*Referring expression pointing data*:
※ ※ ※

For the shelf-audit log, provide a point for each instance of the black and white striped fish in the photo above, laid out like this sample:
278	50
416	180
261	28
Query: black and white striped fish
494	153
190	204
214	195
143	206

※ ※ ※

*What you have to do*:
Having looked over the entries above, reproduce all of them exactly.

*Solution*:
For the shelf-audit log, provide a point for each instance of the black and white striped fish in the photo above, laid out like this sample:
278	50
416	180
261	28
Query: black and white striped fish
494	153
190	204
214	195
143	206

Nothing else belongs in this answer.